#### [Position identification records]

********************

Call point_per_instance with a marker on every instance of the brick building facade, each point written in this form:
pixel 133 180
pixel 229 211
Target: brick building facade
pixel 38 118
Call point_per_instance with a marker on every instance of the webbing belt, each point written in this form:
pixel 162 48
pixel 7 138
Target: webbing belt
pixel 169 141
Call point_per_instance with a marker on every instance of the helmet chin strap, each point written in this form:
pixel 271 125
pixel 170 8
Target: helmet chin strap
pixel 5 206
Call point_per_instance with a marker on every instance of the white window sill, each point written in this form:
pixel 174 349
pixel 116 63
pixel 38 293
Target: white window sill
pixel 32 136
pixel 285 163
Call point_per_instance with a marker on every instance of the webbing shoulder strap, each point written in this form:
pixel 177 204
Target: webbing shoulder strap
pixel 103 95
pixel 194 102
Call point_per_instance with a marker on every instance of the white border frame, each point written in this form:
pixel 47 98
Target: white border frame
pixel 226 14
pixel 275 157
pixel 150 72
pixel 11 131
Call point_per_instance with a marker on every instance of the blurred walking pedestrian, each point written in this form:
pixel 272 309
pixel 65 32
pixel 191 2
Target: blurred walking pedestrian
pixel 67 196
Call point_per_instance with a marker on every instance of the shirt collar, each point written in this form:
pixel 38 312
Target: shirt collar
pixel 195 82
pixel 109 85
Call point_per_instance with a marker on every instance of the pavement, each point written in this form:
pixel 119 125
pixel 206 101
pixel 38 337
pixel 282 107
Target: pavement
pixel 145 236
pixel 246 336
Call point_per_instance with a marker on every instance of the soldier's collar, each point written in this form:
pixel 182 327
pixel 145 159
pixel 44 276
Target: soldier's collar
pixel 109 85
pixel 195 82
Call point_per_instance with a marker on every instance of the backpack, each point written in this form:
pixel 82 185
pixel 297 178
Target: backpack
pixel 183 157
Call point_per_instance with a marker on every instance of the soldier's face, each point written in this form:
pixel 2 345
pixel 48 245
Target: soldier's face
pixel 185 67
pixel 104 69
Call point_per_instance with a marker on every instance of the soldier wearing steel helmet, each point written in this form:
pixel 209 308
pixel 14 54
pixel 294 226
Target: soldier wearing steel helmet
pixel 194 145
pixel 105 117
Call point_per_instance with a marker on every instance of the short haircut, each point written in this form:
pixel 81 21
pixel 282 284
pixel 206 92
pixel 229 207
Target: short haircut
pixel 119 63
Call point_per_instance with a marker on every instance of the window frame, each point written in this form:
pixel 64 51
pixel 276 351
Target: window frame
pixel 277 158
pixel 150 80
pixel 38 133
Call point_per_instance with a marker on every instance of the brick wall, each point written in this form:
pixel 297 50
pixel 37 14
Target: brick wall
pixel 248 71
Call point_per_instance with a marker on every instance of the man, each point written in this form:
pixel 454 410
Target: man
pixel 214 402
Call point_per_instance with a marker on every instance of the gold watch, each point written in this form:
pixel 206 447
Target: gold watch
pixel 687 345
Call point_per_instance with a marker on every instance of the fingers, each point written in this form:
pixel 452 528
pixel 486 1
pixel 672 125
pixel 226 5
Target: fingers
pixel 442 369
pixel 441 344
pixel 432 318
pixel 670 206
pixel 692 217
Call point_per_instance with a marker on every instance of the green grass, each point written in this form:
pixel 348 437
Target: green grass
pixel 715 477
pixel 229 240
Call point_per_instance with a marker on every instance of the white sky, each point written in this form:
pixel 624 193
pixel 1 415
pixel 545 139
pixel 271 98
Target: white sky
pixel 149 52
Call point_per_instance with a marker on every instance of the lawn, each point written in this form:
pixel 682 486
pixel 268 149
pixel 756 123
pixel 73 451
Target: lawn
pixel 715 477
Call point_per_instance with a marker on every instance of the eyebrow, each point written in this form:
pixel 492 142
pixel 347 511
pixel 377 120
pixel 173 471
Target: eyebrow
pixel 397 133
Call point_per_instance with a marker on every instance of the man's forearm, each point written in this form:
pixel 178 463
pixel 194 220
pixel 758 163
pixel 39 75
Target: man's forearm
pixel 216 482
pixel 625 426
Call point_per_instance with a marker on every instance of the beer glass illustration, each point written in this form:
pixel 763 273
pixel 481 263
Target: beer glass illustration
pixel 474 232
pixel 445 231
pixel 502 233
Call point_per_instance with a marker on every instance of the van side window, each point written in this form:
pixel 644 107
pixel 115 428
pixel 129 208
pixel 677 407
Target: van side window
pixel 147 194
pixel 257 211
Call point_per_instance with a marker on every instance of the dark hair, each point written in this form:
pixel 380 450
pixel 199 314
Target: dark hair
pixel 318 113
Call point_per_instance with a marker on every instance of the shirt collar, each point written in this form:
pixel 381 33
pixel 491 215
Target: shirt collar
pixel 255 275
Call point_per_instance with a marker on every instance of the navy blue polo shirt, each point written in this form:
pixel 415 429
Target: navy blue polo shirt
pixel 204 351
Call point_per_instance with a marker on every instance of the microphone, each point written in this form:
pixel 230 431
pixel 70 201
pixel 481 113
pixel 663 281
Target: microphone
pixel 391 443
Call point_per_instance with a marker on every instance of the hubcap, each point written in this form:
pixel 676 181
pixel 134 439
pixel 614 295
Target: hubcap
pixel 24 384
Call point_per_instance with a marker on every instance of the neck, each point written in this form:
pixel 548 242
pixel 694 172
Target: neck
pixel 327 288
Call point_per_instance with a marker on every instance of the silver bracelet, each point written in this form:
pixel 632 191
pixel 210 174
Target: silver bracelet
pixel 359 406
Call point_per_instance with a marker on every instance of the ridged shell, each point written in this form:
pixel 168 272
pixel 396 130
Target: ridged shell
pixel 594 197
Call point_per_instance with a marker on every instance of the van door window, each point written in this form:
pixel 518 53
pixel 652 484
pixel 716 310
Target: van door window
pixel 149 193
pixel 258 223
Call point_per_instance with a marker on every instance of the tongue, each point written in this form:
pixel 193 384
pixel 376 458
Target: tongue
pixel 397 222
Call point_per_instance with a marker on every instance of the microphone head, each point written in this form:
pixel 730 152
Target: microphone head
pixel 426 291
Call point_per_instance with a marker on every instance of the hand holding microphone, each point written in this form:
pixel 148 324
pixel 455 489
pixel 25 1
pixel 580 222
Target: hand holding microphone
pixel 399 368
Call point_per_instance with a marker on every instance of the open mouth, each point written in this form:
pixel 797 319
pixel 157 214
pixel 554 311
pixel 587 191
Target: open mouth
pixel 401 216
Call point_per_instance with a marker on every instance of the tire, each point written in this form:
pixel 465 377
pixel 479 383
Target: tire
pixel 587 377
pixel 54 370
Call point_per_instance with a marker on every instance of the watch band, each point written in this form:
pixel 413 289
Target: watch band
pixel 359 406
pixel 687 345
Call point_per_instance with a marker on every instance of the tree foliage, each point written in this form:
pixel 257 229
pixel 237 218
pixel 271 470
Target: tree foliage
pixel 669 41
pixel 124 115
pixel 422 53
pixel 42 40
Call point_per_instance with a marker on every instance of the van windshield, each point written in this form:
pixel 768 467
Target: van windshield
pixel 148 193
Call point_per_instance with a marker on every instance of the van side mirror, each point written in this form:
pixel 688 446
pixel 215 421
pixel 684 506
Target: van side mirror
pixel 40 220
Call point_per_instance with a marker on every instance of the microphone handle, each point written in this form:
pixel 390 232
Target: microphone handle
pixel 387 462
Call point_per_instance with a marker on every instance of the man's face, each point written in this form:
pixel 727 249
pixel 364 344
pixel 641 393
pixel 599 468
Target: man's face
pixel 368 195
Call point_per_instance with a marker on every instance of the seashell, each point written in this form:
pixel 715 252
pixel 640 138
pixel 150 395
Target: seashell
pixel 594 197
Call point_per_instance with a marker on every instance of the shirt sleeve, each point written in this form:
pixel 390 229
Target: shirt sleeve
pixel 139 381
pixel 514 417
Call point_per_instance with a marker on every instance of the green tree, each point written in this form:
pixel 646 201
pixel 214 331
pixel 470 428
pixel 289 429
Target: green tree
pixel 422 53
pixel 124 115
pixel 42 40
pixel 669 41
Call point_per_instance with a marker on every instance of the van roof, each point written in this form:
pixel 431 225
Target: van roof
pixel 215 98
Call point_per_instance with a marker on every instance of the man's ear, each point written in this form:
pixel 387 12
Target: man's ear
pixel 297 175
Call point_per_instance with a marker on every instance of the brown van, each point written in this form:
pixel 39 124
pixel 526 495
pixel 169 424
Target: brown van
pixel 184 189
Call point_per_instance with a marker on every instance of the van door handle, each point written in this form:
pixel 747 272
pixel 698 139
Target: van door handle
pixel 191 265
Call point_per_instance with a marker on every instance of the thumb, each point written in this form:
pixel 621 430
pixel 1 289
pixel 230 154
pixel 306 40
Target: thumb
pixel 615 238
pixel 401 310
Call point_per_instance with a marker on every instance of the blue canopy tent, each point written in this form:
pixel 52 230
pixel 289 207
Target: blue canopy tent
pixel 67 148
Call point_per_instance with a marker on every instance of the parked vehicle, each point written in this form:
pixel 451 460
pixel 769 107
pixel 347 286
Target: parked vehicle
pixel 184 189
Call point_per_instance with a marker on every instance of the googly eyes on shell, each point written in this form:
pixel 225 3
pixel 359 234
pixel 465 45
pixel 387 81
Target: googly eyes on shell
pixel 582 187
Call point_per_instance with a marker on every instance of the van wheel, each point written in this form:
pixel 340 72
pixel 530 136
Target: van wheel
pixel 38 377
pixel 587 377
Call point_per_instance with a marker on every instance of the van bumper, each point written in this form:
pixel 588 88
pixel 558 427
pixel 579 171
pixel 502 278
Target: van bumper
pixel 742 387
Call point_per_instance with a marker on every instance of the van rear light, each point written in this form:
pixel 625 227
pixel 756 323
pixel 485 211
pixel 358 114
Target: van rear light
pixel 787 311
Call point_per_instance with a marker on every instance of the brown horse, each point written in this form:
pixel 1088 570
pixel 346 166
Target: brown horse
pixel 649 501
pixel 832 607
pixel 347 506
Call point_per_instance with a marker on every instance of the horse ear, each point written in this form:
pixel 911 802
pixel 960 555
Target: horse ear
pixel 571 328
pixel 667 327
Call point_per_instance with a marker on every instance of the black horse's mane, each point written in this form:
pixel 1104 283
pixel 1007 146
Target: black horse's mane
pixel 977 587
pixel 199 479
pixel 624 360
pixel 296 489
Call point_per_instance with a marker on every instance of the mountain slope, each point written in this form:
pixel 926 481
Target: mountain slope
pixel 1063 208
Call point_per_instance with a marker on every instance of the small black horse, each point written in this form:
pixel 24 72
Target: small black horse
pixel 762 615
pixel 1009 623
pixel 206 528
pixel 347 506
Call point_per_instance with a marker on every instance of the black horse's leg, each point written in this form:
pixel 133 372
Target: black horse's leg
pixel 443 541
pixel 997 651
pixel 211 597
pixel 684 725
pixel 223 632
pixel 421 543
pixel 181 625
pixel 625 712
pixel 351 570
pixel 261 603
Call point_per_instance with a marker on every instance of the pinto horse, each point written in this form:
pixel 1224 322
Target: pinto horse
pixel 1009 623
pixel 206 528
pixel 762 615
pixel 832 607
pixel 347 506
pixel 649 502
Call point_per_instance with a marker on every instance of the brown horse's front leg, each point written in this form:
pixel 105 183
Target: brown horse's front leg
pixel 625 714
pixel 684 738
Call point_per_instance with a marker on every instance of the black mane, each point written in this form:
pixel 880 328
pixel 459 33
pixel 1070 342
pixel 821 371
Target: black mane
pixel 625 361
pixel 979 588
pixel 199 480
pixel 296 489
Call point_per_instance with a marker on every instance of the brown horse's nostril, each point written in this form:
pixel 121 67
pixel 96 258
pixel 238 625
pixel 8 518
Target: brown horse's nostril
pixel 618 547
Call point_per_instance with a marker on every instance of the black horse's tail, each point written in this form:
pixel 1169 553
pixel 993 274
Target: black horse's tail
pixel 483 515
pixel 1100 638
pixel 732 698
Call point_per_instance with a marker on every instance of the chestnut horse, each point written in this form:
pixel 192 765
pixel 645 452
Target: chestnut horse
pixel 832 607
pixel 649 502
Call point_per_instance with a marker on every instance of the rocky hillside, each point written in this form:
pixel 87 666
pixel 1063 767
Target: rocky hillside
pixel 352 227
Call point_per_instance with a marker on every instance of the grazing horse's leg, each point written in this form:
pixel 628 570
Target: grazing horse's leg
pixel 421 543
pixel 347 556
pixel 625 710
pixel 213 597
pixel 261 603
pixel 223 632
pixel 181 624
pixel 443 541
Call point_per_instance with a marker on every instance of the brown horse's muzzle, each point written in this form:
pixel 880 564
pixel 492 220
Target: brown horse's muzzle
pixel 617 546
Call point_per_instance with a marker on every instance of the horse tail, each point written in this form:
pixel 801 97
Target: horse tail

********************

#### [Directive]
Lay out the lines of the records as a JSON list of strings, one string per line with blank lines left out, starting with the line that contains "of the blue" and going on through the line that contains "pixel 67 148".

#### [Response to the task]
[
  "Call point_per_instance with a marker on every instance of the blue canopy tent, each point written in this form:",
  "pixel 52 230",
  "pixel 289 207",
  "Target: blue canopy tent",
  "pixel 67 148"
]